■ **What to work on**: All of the data beneath this instruction is to be transcribed word for word.

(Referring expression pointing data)
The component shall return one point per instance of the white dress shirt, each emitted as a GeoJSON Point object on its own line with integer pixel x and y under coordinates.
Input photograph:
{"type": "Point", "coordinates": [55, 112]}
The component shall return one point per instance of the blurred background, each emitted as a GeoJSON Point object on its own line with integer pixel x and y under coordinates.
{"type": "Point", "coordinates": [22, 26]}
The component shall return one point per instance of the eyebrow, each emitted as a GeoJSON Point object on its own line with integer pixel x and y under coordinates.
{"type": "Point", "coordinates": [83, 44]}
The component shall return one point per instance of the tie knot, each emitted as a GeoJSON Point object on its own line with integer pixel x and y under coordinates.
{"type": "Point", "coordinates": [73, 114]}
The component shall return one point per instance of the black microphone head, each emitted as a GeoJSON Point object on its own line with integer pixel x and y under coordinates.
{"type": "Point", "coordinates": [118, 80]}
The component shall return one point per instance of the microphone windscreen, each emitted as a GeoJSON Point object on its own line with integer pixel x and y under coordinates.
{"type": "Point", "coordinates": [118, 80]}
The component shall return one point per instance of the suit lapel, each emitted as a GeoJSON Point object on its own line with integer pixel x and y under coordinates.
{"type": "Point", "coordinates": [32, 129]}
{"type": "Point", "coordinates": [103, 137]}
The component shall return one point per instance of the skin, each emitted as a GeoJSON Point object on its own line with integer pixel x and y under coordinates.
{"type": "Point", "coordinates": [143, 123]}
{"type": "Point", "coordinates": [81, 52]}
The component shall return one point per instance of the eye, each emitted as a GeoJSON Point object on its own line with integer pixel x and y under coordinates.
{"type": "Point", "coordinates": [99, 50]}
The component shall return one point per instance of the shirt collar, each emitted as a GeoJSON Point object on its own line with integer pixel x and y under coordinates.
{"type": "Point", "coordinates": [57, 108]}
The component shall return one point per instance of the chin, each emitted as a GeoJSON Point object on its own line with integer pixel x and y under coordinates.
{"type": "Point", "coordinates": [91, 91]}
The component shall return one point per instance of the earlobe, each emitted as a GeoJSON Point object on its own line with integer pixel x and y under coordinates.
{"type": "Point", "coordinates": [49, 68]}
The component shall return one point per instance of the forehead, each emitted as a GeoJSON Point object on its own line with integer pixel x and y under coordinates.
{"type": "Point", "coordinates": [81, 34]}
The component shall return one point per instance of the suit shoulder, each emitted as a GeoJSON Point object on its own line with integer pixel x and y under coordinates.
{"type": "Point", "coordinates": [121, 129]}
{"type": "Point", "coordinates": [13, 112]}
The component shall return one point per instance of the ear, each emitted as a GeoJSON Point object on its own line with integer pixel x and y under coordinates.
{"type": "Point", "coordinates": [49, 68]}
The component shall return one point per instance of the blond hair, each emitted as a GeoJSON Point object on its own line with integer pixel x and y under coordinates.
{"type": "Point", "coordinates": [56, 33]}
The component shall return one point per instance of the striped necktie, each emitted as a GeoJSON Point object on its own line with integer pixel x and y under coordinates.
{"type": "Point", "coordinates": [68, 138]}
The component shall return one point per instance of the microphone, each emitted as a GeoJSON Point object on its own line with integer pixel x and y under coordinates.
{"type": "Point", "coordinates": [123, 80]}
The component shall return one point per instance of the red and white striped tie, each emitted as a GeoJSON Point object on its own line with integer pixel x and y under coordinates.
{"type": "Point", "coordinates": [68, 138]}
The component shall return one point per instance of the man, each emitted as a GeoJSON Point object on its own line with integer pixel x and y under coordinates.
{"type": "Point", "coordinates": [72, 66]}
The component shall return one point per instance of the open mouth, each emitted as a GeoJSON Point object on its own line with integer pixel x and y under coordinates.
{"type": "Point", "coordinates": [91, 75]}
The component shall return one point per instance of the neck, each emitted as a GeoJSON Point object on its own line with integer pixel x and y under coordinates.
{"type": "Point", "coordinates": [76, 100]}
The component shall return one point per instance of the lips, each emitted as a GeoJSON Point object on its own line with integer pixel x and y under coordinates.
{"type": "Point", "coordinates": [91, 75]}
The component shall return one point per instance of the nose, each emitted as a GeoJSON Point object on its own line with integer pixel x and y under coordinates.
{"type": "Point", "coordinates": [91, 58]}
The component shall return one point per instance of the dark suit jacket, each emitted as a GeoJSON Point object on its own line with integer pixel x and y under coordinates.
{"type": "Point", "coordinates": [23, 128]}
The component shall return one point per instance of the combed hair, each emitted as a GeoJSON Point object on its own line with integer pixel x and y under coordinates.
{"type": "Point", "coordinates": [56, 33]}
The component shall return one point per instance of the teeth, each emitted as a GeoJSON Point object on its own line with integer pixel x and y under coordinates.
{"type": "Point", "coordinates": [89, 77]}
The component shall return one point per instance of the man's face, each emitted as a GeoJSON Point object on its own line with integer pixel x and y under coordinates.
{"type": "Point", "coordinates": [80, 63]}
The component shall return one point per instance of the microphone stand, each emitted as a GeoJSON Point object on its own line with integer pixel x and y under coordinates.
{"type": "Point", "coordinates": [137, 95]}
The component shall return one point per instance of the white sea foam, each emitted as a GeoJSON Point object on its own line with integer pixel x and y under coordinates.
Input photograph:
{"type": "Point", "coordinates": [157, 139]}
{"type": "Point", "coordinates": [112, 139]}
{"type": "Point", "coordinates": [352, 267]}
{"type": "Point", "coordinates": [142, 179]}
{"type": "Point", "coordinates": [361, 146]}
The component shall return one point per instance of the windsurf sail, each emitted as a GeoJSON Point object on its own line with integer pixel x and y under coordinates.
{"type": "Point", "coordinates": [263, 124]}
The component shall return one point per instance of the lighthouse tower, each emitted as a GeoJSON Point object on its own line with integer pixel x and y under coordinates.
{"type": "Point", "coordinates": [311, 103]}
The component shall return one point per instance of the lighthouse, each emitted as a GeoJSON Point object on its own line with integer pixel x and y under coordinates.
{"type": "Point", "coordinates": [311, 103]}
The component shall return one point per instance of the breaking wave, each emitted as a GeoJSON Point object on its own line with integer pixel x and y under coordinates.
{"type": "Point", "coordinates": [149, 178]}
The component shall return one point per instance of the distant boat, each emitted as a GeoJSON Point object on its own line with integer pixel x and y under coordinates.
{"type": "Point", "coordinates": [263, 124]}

■ **Answer space**:
The component shall return one point per instance of the white dress shirt, each emitted as a GeoJSON Point object on its own line with integer pixel x and y under coordinates.
Input photograph:
{"type": "Point", "coordinates": [55, 112]}
The component shall return one point per instance of the blurred background, each emitted as a GeoJSON Point object on its own line with integer pixel x and y under coordinates.
{"type": "Point", "coordinates": [22, 26]}
The component shall return one point per instance of the eyebrow, each emitted as a GeoJSON Point object on its own line with integer pixel x and y under coordinates.
{"type": "Point", "coordinates": [83, 44]}
The component shall return one point per instance of the tie knot, each emitted as a GeoJSON Point object on its own line with integer pixel x and y under coordinates.
{"type": "Point", "coordinates": [73, 114]}
The component shall return one point per instance of the black microphone head, each emitted as a GeoJSON Point object on its own line with integer pixel x and y under coordinates.
{"type": "Point", "coordinates": [118, 80]}
The component shall return one point per instance of the microphone windscreen, each emitted as a GeoJSON Point object on its own line with integer pixel x and y under coordinates.
{"type": "Point", "coordinates": [118, 80]}
The component shall return one point per instance of the suit lapel, each emitted as a GeoJSON Point object on its own line with integer pixel x and y under coordinates.
{"type": "Point", "coordinates": [32, 129]}
{"type": "Point", "coordinates": [103, 137]}
The component shall return one point per instance of the skin, each emitted as a GeoJSON Point object on its own line with integer pixel x and y under coordinates.
{"type": "Point", "coordinates": [143, 123]}
{"type": "Point", "coordinates": [81, 52]}
The component shall return one point per instance of the eye, each emitted as a GeoJSON Point object on its own line with integer pixel x and y under coordinates.
{"type": "Point", "coordinates": [99, 50]}
The component shall return one point per instance of the shirt collar, each emitted as a GeoJSON Point object on its own line with integer pixel x and y under coordinates.
{"type": "Point", "coordinates": [57, 108]}
The component shall return one point per instance of the chin, each emitted as a GeoJSON Point object on its own line with integer pixel x and y under coordinates.
{"type": "Point", "coordinates": [91, 91]}
The component shall return one point per instance of the earlobe, each emitted as a GeoJSON Point object on its own line with integer pixel x and y under coordinates.
{"type": "Point", "coordinates": [49, 68]}
The component shall return one point per instance of the forehead, each emitted as a GeoJSON Point object on its own line with integer pixel x and y under coordinates.
{"type": "Point", "coordinates": [81, 34]}
The component shall return one point per instance of the suit shoulder, each emitted as a GeoJSON Point object on its own line with integer pixel x and y under coordinates.
{"type": "Point", "coordinates": [121, 129]}
{"type": "Point", "coordinates": [13, 112]}
The component shall return one point per instance of the ear, each emitted as a GeoJSON Point object on its own line with integer pixel x and y under coordinates.
{"type": "Point", "coordinates": [49, 68]}
The component shall return one point per instance of the blond hair, each emitted as a GeoJSON Point object on its own line with integer pixel x and y under coordinates.
{"type": "Point", "coordinates": [56, 33]}
The component shall return one point per instance of the striped necktie, each emitted as a GeoJSON Point object on its own line with integer pixel x and y under coordinates.
{"type": "Point", "coordinates": [68, 138]}
The component shall return one point per instance of the microphone, each emitted as a GeoJSON Point object on its own line with integer pixel x and y under coordinates.
{"type": "Point", "coordinates": [123, 80]}
The component shall return one point per instance of the red and white striped tie, each emitted as a GeoJSON Point object on its own line with integer pixel x and y under coordinates.
{"type": "Point", "coordinates": [68, 138]}
The component shall return one point per instance of the man, each emitted as a GeoJSON Point object on its own line with integer pixel x and y under coordinates.
{"type": "Point", "coordinates": [72, 66]}
The component shall return one point per instance of the open mouth, each emitted as a GeoJSON Point object on its own line with integer pixel x and y under coordinates.
{"type": "Point", "coordinates": [91, 75]}
The component shall return one point per instance of the neck, each emitted as a GeoJSON Point object on its own line with integer pixel x and y under coordinates.
{"type": "Point", "coordinates": [76, 100]}
The component shall return one point per instance of the lips, each emitted as a GeoJSON Point object on its own line with integer pixel x and y under coordinates.
{"type": "Point", "coordinates": [91, 75]}
The component shall return one point per instance of the nose, each emitted as a GeoJSON Point object on its own line with integer pixel x and y under coordinates.
{"type": "Point", "coordinates": [91, 58]}
The component shall return one point per instance of the dark suit jacket, each emitted as a GeoJSON Point object on its own line with integer pixel x and y under coordinates.
{"type": "Point", "coordinates": [23, 128]}
The component shall return one point per instance of the combed hair, each emitted as a GeoJSON Point object on its own line with integer pixel x and y under coordinates.
{"type": "Point", "coordinates": [56, 33]}
The component shall return one point per instance of the teeth, each emitted as a GeoJSON Point object on its own line with integer pixel x and y under coordinates.
{"type": "Point", "coordinates": [89, 77]}
The component shall return one point per instance of the man's face, each emitted as a GeoJSON Point object on its own line with integer pixel x and y under coordinates.
{"type": "Point", "coordinates": [80, 63]}
The component shall return one point per instance of the microphone stand, each emitted as a GeoJSON Point object on its own line with integer pixel x and y under coordinates.
{"type": "Point", "coordinates": [137, 95]}
The component shall return one point per instance of the white sea foam, each emitted as a GeoJSON Point object on its own line with integer pixel x and y under coordinates.
Input photograph:
{"type": "Point", "coordinates": [157, 139]}
{"type": "Point", "coordinates": [112, 139]}
{"type": "Point", "coordinates": [352, 267]}
{"type": "Point", "coordinates": [142, 179]}
{"type": "Point", "coordinates": [361, 146]}
The component shall return one point per instance of the windsurf sail, each emitted as a GeoJSON Point object on its own line with integer pixel x and y under coordinates.
{"type": "Point", "coordinates": [263, 124]}
The component shall return one point per instance of the lighthouse tower, each emitted as a GeoJSON Point object on its own line with integer pixel x and y under coordinates.
{"type": "Point", "coordinates": [311, 103]}
The component shall return one point per instance of the lighthouse, each emitted as a GeoJSON Point object on its own line with integer pixel x and y under coordinates.
{"type": "Point", "coordinates": [311, 103]}
The component shall return one point per instance of the breaking wave, each emitted as a GeoJSON Point object on its own line with integer pixel x and y under coordinates.
{"type": "Point", "coordinates": [149, 178]}
The component shall return one point per instance of the distant boat, each emitted as a GeoJSON Point object on its own line with integer pixel x and y under coordinates.
{"type": "Point", "coordinates": [263, 124]}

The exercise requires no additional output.